** Problem requirements **
Set down exactly the lines that run from the line with "Where can the lamp" to the end of the data, and nothing else.

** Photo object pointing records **

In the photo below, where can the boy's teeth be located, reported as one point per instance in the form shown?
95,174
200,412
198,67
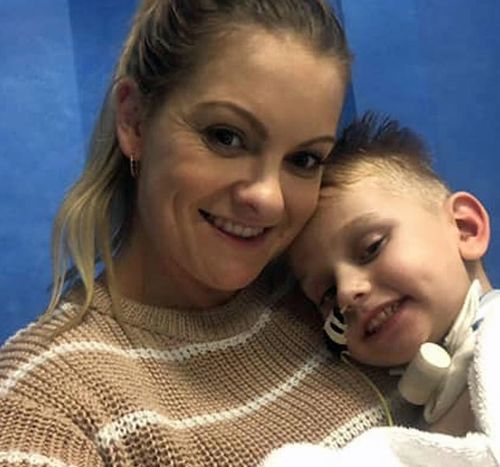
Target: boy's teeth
381,318
236,229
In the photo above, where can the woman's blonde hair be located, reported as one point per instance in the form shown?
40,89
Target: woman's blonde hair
168,40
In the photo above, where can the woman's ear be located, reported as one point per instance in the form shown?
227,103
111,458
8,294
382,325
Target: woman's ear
128,117
473,224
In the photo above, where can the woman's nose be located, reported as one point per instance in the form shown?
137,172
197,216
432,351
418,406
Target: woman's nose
261,198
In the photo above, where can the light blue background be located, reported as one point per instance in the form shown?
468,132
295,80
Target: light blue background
435,64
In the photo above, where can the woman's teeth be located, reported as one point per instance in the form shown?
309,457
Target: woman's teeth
233,228
382,317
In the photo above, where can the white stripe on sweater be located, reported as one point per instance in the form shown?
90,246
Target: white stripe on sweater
180,354
17,457
128,424
354,427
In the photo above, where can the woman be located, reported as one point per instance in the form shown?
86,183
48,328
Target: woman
165,343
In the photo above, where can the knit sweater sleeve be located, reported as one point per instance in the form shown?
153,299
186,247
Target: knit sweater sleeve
35,435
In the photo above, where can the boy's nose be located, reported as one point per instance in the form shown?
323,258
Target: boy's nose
353,287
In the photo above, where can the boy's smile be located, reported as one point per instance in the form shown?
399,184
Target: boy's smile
396,264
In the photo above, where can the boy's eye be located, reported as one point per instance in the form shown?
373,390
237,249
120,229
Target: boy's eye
305,161
372,250
224,137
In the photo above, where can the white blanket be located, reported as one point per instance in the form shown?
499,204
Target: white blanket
396,446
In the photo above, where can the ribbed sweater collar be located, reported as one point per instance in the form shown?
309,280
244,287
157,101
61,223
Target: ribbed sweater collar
232,318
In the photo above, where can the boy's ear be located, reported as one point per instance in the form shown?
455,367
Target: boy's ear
473,224
128,118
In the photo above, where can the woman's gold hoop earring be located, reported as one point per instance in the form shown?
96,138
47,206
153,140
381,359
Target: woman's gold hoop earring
134,166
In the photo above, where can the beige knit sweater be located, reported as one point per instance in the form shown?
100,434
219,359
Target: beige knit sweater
178,388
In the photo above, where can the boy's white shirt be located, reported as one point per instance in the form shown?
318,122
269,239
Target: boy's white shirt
459,343
397,446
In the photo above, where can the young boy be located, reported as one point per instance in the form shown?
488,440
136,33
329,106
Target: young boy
394,258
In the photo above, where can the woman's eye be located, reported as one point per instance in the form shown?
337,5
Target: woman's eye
305,161
224,137
373,249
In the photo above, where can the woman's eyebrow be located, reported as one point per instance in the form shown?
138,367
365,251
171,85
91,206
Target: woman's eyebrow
257,125
254,122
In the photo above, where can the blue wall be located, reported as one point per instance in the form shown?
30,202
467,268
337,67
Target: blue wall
435,64
56,57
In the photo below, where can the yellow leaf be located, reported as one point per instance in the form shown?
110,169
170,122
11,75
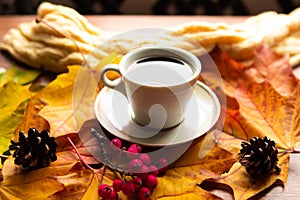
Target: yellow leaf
58,99
244,186
78,185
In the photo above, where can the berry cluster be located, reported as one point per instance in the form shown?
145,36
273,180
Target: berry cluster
140,178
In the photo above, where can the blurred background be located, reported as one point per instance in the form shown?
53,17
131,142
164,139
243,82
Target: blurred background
156,7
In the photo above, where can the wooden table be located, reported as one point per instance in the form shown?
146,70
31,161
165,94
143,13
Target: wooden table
126,23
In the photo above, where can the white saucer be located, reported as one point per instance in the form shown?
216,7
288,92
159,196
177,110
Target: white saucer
202,112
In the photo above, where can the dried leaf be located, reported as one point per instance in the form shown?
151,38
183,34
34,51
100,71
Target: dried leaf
18,75
273,68
78,185
263,112
57,96
182,179
37,184
244,186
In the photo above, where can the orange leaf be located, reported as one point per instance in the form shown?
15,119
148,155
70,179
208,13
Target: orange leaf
244,186
78,185
263,112
273,68
57,96
182,179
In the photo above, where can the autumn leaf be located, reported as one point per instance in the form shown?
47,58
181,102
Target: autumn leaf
190,170
37,184
244,186
259,106
273,68
78,185
18,75
13,101
263,112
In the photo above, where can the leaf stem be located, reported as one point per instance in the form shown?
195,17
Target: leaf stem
79,155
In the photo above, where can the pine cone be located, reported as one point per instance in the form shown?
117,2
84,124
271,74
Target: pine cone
259,156
34,151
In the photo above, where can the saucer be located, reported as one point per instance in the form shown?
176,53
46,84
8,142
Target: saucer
113,112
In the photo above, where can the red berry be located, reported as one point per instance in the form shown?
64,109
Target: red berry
162,165
115,144
137,183
117,185
153,170
143,174
137,147
151,182
144,193
104,191
128,188
135,166
132,153
145,158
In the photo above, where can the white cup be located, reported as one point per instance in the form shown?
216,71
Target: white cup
158,82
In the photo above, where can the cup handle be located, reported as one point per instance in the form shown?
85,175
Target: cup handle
116,84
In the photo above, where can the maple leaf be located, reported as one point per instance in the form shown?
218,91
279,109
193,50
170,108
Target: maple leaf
13,101
18,75
14,93
182,179
38,184
260,104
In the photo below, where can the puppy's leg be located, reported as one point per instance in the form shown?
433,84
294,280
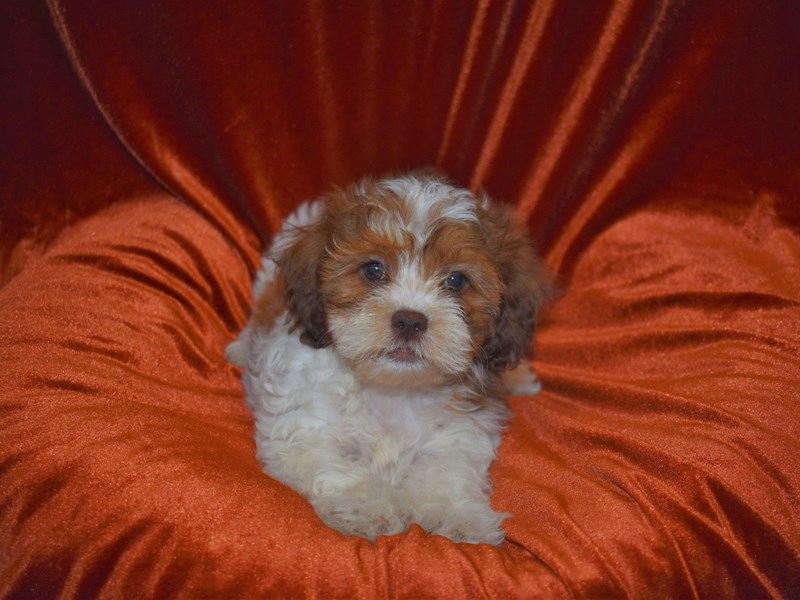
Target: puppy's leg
447,490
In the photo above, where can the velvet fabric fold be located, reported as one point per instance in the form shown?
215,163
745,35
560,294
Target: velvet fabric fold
149,150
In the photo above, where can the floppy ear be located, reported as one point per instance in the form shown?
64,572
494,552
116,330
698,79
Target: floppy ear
298,256
526,283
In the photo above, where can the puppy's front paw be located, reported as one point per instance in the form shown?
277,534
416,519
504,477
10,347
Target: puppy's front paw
475,525
357,515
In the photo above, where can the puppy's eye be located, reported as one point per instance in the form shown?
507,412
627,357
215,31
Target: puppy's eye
456,282
373,271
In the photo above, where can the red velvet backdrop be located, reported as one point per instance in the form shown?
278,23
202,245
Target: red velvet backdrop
148,150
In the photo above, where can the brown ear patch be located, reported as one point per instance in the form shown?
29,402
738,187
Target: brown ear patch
298,265
526,287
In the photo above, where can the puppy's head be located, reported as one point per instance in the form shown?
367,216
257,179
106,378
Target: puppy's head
414,281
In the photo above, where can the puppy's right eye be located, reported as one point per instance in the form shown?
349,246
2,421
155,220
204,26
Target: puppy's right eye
373,271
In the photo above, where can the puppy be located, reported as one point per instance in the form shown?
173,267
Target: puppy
384,317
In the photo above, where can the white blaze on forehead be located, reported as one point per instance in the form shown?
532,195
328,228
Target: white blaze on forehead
410,290
428,200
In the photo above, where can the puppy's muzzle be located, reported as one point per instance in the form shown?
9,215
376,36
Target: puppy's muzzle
409,324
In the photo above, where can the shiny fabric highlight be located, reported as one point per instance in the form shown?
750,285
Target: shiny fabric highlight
148,150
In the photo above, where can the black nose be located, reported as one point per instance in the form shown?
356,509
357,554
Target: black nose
409,324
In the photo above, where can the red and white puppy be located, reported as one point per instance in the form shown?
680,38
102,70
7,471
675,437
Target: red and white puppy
384,316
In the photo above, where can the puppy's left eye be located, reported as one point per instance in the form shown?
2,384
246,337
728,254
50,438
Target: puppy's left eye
456,281
374,271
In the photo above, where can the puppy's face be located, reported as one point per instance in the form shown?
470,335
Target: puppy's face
411,280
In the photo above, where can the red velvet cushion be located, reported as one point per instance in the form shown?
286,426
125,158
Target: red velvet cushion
651,148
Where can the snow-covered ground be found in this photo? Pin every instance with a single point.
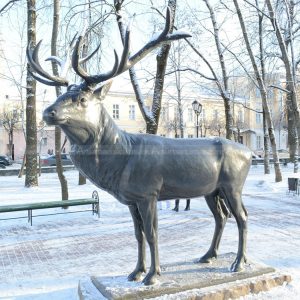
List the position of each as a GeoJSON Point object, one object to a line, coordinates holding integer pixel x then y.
{"type": "Point", "coordinates": [47, 260]}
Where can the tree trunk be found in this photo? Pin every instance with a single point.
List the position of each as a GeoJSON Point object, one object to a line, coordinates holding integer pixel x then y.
{"type": "Point", "coordinates": [261, 84]}
{"type": "Point", "coordinates": [290, 78]}
{"type": "Point", "coordinates": [266, 146]}
{"type": "Point", "coordinates": [31, 178]}
{"type": "Point", "coordinates": [151, 118]}
{"type": "Point", "coordinates": [59, 168]}
{"type": "Point", "coordinates": [81, 179]}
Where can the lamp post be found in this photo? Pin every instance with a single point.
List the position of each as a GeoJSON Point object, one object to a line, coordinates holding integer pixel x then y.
{"type": "Point", "coordinates": [197, 107]}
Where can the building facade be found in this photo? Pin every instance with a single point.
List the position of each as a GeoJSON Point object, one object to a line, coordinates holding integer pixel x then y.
{"type": "Point", "coordinates": [124, 109]}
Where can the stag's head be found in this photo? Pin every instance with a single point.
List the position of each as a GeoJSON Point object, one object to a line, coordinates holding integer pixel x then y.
{"type": "Point", "coordinates": [78, 110]}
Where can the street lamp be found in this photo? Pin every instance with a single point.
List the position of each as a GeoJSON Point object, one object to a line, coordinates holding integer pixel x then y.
{"type": "Point", "coordinates": [197, 107]}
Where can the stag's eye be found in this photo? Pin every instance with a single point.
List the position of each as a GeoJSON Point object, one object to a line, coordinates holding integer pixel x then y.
{"type": "Point", "coordinates": [83, 101]}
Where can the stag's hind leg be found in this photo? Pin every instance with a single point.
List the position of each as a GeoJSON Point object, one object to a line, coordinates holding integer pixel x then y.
{"type": "Point", "coordinates": [220, 213]}
{"type": "Point", "coordinates": [140, 237]}
{"type": "Point", "coordinates": [148, 211]}
{"type": "Point", "coordinates": [240, 214]}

** Solved problem **
Where can the lamp post be found in this photo? Pin every instance with a single point.
List the position of each as a GeoJSON Point object, one object to a line, coordinates holding integer pixel x then y.
{"type": "Point", "coordinates": [197, 107]}
Where can the building facade be found in this photo? Pin every instance with a single point.
List the position of each as a GeoJSON Point object, one object to a line, coordinates holding integer pixel x then y.
{"type": "Point", "coordinates": [124, 109]}
Where can the stag's head be found in this photo? Pin every instance with a single point.
List the position of each as a GeoJSON Point object, one object to a line, coordinates holding integer pixel x then y.
{"type": "Point", "coordinates": [78, 110]}
Where can the street lamp be found in this photo? Pin every instance with a single point.
List the position of each as a GeoJSON Point object, one object to a line, coordinates holding integer pixel x then y.
{"type": "Point", "coordinates": [197, 107]}
Where can the stag's eye be found in this photo? Pin every instance with a single point.
List the position of each as a GeoJSON Point object, one object to a line, coordinates holding integer pixel x then y.
{"type": "Point", "coordinates": [83, 101]}
Where can the stag's hind leg be found in this photo? Pin every instance with a single point.
List the position of each as a GeoJSON Point object, one object to a line, coordinates holding integer pixel x then y.
{"type": "Point", "coordinates": [220, 213]}
{"type": "Point", "coordinates": [140, 237]}
{"type": "Point", "coordinates": [148, 211]}
{"type": "Point", "coordinates": [240, 214]}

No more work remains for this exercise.